--- Start STORED RECORDS ---
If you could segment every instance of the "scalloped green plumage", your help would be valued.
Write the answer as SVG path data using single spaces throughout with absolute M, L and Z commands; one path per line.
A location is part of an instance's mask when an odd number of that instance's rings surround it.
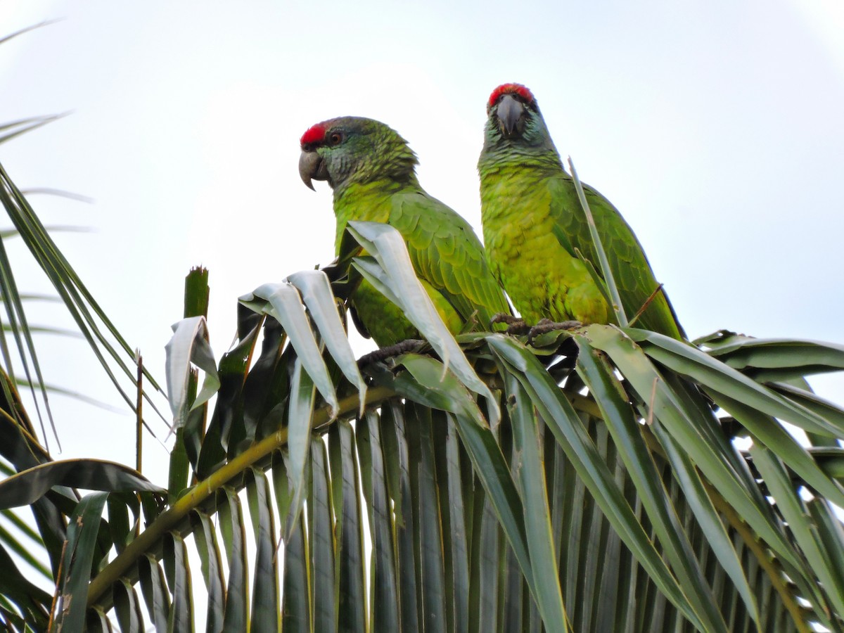
M 487 108 L 478 163 L 484 241 L 493 274 L 528 322 L 614 322 L 613 310 L 575 252 L 599 270 L 574 181 L 536 100 L 516 89 L 496 93 Z M 684 338 L 664 291 L 656 292 L 659 284 L 630 225 L 597 191 L 584 186 L 584 192 L 628 318 L 647 306 L 637 327 Z
M 489 329 L 495 314 L 510 311 L 471 225 L 422 189 L 416 156 L 403 138 L 380 122 L 358 116 L 319 126 L 325 139 L 341 140 L 332 144 L 308 136 L 303 156 L 319 165 L 310 177 L 324 178 L 333 189 L 337 252 L 349 221 L 383 222 L 404 238 L 416 274 L 452 333 Z M 401 310 L 365 280 L 349 303 L 380 346 L 419 338 Z

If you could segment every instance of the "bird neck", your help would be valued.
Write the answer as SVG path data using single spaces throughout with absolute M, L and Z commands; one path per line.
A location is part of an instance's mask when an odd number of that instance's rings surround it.
M 565 171 L 560 154 L 553 147 L 538 149 L 521 145 L 485 148 L 478 161 L 481 181 L 513 173 L 533 173 L 544 178 Z

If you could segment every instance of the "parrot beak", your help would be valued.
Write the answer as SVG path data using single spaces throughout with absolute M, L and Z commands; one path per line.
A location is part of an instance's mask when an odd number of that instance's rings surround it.
M 322 158 L 316 152 L 303 151 L 299 157 L 299 176 L 302 178 L 302 182 L 313 191 L 311 180 L 325 181 L 328 180 L 328 174 L 325 169 L 325 163 Z
M 498 102 L 495 116 L 498 118 L 498 127 L 505 137 L 510 138 L 522 133 L 524 111 L 524 106 L 512 95 L 505 95 Z

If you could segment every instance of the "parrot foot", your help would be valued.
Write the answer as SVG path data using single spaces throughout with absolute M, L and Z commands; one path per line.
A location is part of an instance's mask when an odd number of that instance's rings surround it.
M 528 333 L 528 344 L 532 345 L 533 344 L 533 338 L 539 336 L 540 334 L 544 334 L 546 332 L 554 332 L 555 330 L 573 330 L 575 327 L 580 327 L 583 325 L 579 321 L 551 321 L 550 319 L 539 319 L 539 322 L 530 328 Z
M 527 334 L 530 330 L 530 326 L 525 322 L 524 319 L 513 316 L 506 312 L 498 312 L 490 320 L 490 325 L 495 323 L 506 323 L 508 334 Z
M 392 356 L 398 356 L 400 354 L 418 351 L 419 347 L 425 344 L 427 341 L 419 338 L 408 338 L 407 340 L 397 343 L 395 345 L 387 345 L 380 349 L 376 349 L 369 354 L 365 354 L 358 359 L 358 367 L 365 367 L 372 363 L 386 360 Z

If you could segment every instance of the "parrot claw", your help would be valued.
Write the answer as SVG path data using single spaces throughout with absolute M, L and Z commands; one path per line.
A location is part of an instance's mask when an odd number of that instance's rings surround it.
M 400 354 L 419 351 L 419 348 L 426 343 L 427 341 L 419 340 L 419 338 L 408 338 L 407 340 L 397 343 L 395 345 L 382 347 L 369 354 L 365 354 L 359 358 L 358 367 L 365 367 L 367 365 L 386 360 L 392 356 L 398 356 Z
M 507 334 L 525 334 L 530 329 L 530 326 L 525 322 L 524 319 L 513 316 L 511 314 L 507 314 L 506 312 L 499 312 L 490 319 L 490 325 L 495 325 L 495 323 L 506 323 Z
M 580 327 L 583 324 L 579 321 L 551 321 L 550 319 L 539 319 L 539 322 L 530 328 L 528 333 L 528 344 L 533 344 L 533 338 L 539 336 L 540 334 L 544 334 L 546 332 L 554 332 L 555 330 L 573 330 L 575 327 Z

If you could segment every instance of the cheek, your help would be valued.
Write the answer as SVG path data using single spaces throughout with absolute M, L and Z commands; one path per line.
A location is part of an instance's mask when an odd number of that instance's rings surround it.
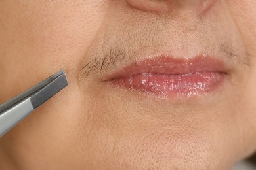
M 0 85 L 7 90 L 0 100 L 60 69 L 75 74 L 102 25 L 106 7 L 104 0 L 1 1 L 0 33 L 0 33 L 0 77 L 8 83 Z M 22 80 L 28 78 L 31 80 Z
M 229 0 L 228 5 L 250 54 L 256 54 L 256 1 Z

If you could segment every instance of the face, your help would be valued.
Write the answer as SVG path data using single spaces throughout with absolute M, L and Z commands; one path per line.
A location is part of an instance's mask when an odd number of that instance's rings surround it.
M 69 85 L 1 138 L 0 167 L 230 168 L 256 149 L 255 8 L 1 1 L 0 103 L 62 69 Z

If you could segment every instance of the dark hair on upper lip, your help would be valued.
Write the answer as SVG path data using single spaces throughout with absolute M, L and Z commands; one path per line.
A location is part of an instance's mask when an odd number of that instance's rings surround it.
M 111 48 L 105 54 L 103 59 L 95 57 L 89 61 L 81 70 L 82 74 L 87 76 L 92 73 L 102 73 L 104 71 L 112 68 L 117 61 L 123 60 L 125 56 L 124 50 L 119 48 Z
M 236 52 L 234 50 L 234 48 L 232 48 L 226 44 L 221 44 L 218 48 L 221 53 L 226 54 L 225 56 L 232 60 L 236 60 L 240 64 L 247 67 L 250 65 L 251 55 L 244 54 L 243 52 Z M 127 52 L 121 48 L 111 48 L 103 56 L 103 58 L 96 56 L 87 63 L 80 69 L 82 75 L 87 76 L 91 74 L 100 74 L 108 69 L 114 67 L 117 63 L 125 63 L 129 59 L 133 60 L 134 58 L 137 57 L 135 52 Z

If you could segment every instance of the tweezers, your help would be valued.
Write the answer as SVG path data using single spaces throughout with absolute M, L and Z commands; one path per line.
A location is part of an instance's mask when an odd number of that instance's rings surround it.
M 0 137 L 66 86 L 68 80 L 61 70 L 1 105 Z

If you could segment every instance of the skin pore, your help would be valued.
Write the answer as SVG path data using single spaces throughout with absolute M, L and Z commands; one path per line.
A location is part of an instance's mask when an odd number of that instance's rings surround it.
M 0 103 L 58 70 L 65 88 L 0 139 L 1 169 L 228 169 L 256 150 L 255 0 L 0 1 Z M 228 67 L 162 99 L 113 73 L 171 54 Z

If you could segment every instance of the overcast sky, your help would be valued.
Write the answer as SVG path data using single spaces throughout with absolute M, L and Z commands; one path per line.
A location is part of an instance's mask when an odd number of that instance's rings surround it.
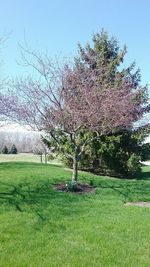
M 104 28 L 121 47 L 127 44 L 126 64 L 135 60 L 142 83 L 150 83 L 149 0 L 5 0 L 0 4 L 0 35 L 9 36 L 1 49 L 1 73 L 25 72 L 16 63 L 24 34 L 35 50 L 47 51 L 51 57 L 73 57 L 78 42 L 85 45 Z

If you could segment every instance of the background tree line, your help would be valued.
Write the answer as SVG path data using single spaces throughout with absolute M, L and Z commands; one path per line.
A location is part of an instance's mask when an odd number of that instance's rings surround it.
M 92 45 L 79 45 L 72 65 L 22 48 L 24 64 L 37 76 L 18 78 L 1 94 L 1 113 L 42 130 L 44 144 L 72 165 L 72 184 L 78 168 L 120 176 L 140 171 L 149 125 L 135 123 L 150 105 L 139 69 L 124 65 L 126 52 L 104 30 Z

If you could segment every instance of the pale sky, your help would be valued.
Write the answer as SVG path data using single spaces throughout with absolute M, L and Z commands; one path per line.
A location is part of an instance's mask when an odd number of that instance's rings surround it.
M 135 60 L 142 84 L 150 84 L 149 0 L 5 0 L 0 4 L 0 35 L 9 36 L 0 50 L 2 74 L 25 72 L 16 63 L 24 33 L 34 50 L 72 58 L 78 42 L 91 42 L 93 33 L 104 28 L 118 39 L 120 47 L 127 45 L 125 64 Z

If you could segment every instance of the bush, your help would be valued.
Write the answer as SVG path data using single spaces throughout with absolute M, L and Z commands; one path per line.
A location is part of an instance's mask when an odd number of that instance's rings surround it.
M 134 176 L 135 174 L 139 173 L 141 170 L 140 157 L 132 154 L 128 159 L 127 166 L 130 175 Z
M 12 147 L 11 147 L 11 149 L 10 149 L 10 154 L 17 154 L 17 153 L 18 153 L 17 148 L 16 148 L 16 146 L 13 144 Z
M 3 147 L 2 154 L 8 154 L 8 148 L 7 148 L 7 146 L 4 146 Z

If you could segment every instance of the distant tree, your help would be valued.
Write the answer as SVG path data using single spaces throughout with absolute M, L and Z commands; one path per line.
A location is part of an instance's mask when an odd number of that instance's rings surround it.
M 2 154 L 8 154 L 8 148 L 7 148 L 7 146 L 4 146 L 3 147 Z
M 18 150 L 16 148 L 16 146 L 13 144 L 11 149 L 10 149 L 10 154 L 17 154 L 18 153 Z

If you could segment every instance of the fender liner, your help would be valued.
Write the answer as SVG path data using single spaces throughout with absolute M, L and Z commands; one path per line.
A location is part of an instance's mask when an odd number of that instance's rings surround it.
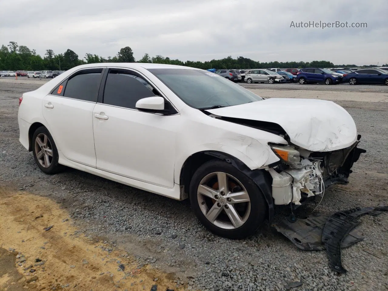
M 251 170 L 239 159 L 227 154 L 213 151 L 206 151 L 204 153 L 231 164 L 255 182 L 263 193 L 267 201 L 268 206 L 268 224 L 270 225 L 274 218 L 274 203 L 272 197 L 272 178 L 269 173 L 263 170 Z

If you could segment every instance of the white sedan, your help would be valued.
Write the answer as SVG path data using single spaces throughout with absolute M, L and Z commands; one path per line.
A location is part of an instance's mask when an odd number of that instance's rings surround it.
M 29 72 L 27 74 L 27 78 L 37 78 L 40 76 L 40 72 Z
M 19 99 L 38 167 L 68 166 L 178 200 L 217 235 L 252 234 L 275 205 L 346 183 L 364 150 L 331 101 L 264 99 L 215 74 L 154 64 L 73 68 Z

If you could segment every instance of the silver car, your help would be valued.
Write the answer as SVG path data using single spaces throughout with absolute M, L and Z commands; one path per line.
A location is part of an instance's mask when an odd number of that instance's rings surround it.
M 286 79 L 280 75 L 272 71 L 262 69 L 249 70 L 247 72 L 245 78 L 246 78 L 246 82 L 248 84 L 259 82 L 273 84 L 275 82 L 282 83 L 286 81 Z
M 215 73 L 234 82 L 237 82 L 238 81 L 238 76 L 237 73 L 234 70 L 218 70 Z

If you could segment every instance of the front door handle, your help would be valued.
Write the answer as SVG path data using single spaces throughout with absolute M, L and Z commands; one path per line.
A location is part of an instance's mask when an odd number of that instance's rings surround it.
M 97 113 L 96 113 L 94 114 L 94 117 L 96 118 L 99 118 L 99 119 L 104 119 L 105 120 L 108 120 L 108 116 L 106 115 L 102 115 Z

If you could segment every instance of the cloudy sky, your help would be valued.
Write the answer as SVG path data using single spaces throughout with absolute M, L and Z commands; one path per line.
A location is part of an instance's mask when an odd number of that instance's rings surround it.
M 0 45 L 113 56 L 130 47 L 185 61 L 388 63 L 386 0 L 0 0 Z M 291 21 L 367 28 L 290 28 Z

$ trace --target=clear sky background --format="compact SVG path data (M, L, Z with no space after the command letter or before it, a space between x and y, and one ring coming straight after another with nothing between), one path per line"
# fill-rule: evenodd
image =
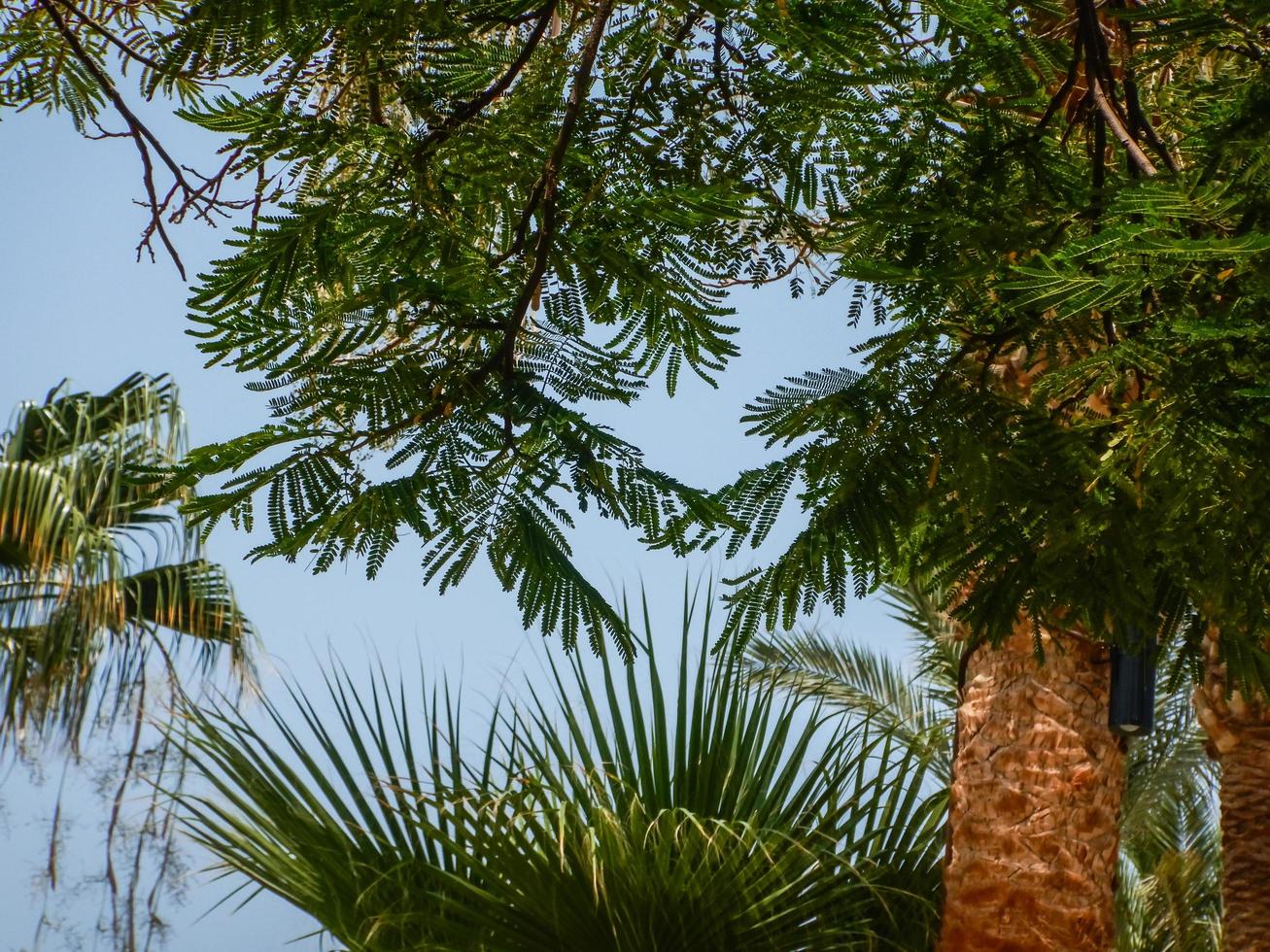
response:
M164 117L152 124L182 161L211 168L210 140ZM77 390L99 391L133 371L174 374L196 444L239 435L265 418L265 396L244 390L246 378L203 368L196 341L185 334L188 289L170 261L135 261L145 222L145 212L132 204L140 193L137 154L127 140L86 142L66 117L24 114L0 122L0 418L20 400L42 397L64 377ZM193 278L220 256L229 228L188 222L174 234ZM850 347L866 331L847 326L848 292L843 286L800 301L790 300L784 286L737 292L742 357L721 386L685 380L671 401L664 387L654 385L645 400L610 421L645 448L653 466L696 485L726 482L765 458L762 443L744 437L738 423L745 401L782 377L853 363ZM710 556L685 561L648 552L632 534L597 518L583 519L573 541L602 590L643 584L660 637L677 641L686 575L739 574L786 545L798 524L798 514L787 512L763 550L726 565ZM441 597L423 588L420 553L410 541L394 551L378 579L367 581L358 564L314 576L298 564L241 561L262 538L225 524L213 533L210 555L229 566L260 632L267 691L290 675L318 692L315 659L334 649L352 668L372 654L411 666L422 658L429 674L461 680L470 697L489 698L509 670L525 669L532 677L536 665L527 660L559 651L556 641L544 644L536 631L522 630L513 597L484 566ZM826 612L808 623L897 654L903 650L900 627L876 599L853 603L845 619ZM91 929L100 908L97 886L76 885L70 876L69 886L46 896L39 885L57 776L51 768L43 783L32 783L22 770L0 769L0 949L33 948L30 937L46 901L81 927L83 948L108 948ZM105 803L90 778L74 778L71 788L67 866L88 873L99 859ZM260 896L241 911L234 904L213 908L229 886L201 873L204 864L204 857L193 857L184 904L165 910L173 924L169 948L316 947L312 939L287 944L312 925L279 900ZM69 933L46 935L39 948L79 947L74 942Z

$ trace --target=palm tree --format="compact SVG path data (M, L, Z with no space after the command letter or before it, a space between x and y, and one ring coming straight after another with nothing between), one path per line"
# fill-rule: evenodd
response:
M952 782L952 739L964 679L965 641L917 586L890 588L897 618L911 632L916 677L884 655L814 632L752 642L759 679L867 721L921 751L931 776ZM1222 947L1218 777L1182 691L1158 701L1156 731L1125 757L1115 895L1116 946L1124 952ZM1044 943L1038 947L1046 947Z
M752 682L730 645L712 660L695 604L677 677L645 609L632 665L552 663L550 692L475 740L448 691L382 669L358 687L337 668L329 713L292 685L263 727L189 706L211 792L183 795L188 824L357 952L927 944L944 797L926 753Z
M173 856L161 798L133 824L126 795L142 770L180 776L179 751L144 750L147 711L179 675L203 678L226 652L236 683L250 677L250 628L225 572L201 557L183 499L144 475L175 462L183 444L175 386L141 374L103 395L64 382L20 405L0 435L0 753L38 763L65 744L79 760L93 729L130 721L122 754L107 737L93 757L114 783L104 880L108 928L126 949L159 925L160 890L140 889L141 857L160 856L157 886ZM60 817L58 800L51 889Z
M0 743L76 744L90 713L131 711L147 663L187 644L201 673L221 649L246 673L224 570L199 556L183 500L137 477L175 462L183 438L175 386L141 374L100 396L62 383L0 437Z

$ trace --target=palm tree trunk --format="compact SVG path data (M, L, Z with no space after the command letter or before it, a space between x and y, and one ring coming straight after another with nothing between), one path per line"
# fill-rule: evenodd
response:
M941 952L1110 949L1124 753L1109 652L1021 621L974 651L958 711Z
M1218 633L1205 637L1208 675L1195 712L1222 764L1223 947L1270 952L1270 711L1227 696Z

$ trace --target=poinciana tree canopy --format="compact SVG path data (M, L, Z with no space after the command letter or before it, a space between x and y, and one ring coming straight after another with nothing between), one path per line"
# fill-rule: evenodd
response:
M442 588L484 555L527 625L625 645L577 509L737 552L796 493L743 633L917 570L980 636L1265 633L1262 4L8 9L13 102L122 119L146 239L250 215L192 310L274 418L170 479L232 473L193 512L263 500L260 555L373 574L410 531ZM165 170L114 57L222 171ZM756 401L789 452L711 494L593 420L723 371L726 288L779 278L884 325L862 376ZM1257 641L1223 642L1243 677Z

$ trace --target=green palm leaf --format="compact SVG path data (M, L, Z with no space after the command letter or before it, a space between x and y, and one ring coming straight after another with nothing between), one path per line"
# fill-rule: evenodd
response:
M926 942L942 815L927 765L711 658L688 595L665 677L646 618L634 665L551 663L550 693L497 708L478 741L448 692L382 669L359 687L337 666L321 710L292 685L262 726L187 706L211 784L182 796L188 825L351 949Z
M182 499L133 476L183 443L175 387L140 374L100 396L64 383L0 435L0 741L77 743L187 640L198 674L227 647L248 675L250 628L224 571L199 557Z

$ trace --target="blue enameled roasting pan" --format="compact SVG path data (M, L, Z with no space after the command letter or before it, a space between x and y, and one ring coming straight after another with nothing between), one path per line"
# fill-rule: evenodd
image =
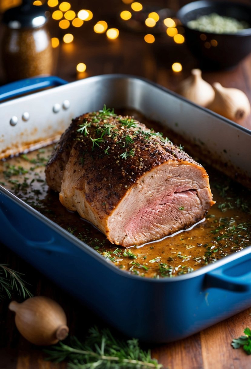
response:
M30 86L61 82L33 79L20 82L18 88L23 93L24 84L26 92ZM0 98L16 93L15 84L0 88ZM136 109L192 141L203 141L212 155L251 177L248 130L155 84L121 75L92 77L2 103L0 153L18 139L23 145L23 131L26 143L38 141L37 134L45 142L71 118L104 103ZM179 339L251 304L251 248L188 274L151 279L119 269L0 186L0 224L4 244L128 336L155 342Z

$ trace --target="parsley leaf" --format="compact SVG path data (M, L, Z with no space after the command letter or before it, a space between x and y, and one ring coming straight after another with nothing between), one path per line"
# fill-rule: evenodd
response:
M234 338L231 345L234 349L243 346L244 351L248 355L251 355L251 330L249 328L244 330L245 336L241 336L238 338Z

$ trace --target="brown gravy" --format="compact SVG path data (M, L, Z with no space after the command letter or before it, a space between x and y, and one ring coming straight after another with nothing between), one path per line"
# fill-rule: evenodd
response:
M150 128L159 130L158 123L134 113ZM167 133L163 128L161 130ZM58 194L48 188L44 169L53 148L51 145L0 162L0 184L119 268L142 276L172 277L196 270L251 245L251 191L204 165L216 201L204 221L189 230L142 246L114 246L77 214L68 211L59 202Z

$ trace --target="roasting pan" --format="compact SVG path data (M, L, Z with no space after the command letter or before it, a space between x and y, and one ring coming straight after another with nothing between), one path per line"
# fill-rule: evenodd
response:
M251 177L250 131L142 78L32 79L0 87L0 99L52 85L0 104L0 153L56 139L71 118L106 104L168 125ZM1 186L0 224L2 242L128 336L177 340L251 305L251 248L187 275L151 279L119 269Z

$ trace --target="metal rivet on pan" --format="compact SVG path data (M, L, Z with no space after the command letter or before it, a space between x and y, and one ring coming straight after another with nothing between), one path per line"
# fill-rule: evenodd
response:
M15 125L17 123L18 120L17 117L13 115L10 121L10 124L11 125Z
M69 100L65 100L63 101L63 109L64 109L65 110L67 110L70 107L70 104Z
M59 104L55 104L52 108L52 110L54 113L57 113L60 110L60 107L61 107Z
M29 119L30 115L28 111L25 111L22 116L22 119L25 122L27 122Z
--- End STORED RECORDS ---
**EXERCISE GOAL:** Edit the lines from the one containing "trace --target=poinciana tree" through the one containing "M182 499L133 476L183", both included, by changing "palm" to "banana" and leaving everything else the same. Return only those lines.

**SOLUTION TO THIS EXERCISE:**
$ trace --target=poinciana tree canopy --format="compact SVG path data (M, L, Z with no space after the command letter or before it, a space between x and y, and one ring coming straight after another with nothing between), one path per line"
# fill-rule: evenodd
response:
M442 588L484 555L527 625L625 645L577 509L737 552L796 493L743 633L917 570L980 636L1265 633L1262 4L8 9L13 102L122 119L146 239L250 215L192 310L274 418L170 479L232 473L193 512L263 500L260 555L373 574L410 531ZM165 170L114 57L222 171ZM756 401L789 452L711 494L593 420L723 371L726 288L779 278L884 325L862 376ZM1257 641L1223 642L1243 677Z

$ trace --target=green banana leaf --format="compact SVG path data (M, L, Z with no space after the command letter or before it, a space between x and y, and one ring coming straight after another with nothing between), one path per line"
# fill-rule: evenodd
response:
M926 942L942 815L927 765L711 658L688 595L665 677L646 618L634 665L551 663L550 693L497 708L478 741L448 692L382 669L359 687L337 666L321 710L292 685L262 726L187 706L211 784L182 796L188 825L351 949Z
M182 499L133 476L183 443L175 387L140 374L100 396L64 383L0 435L0 741L77 743L187 640L198 674L227 647L248 675L250 628L224 571L199 557Z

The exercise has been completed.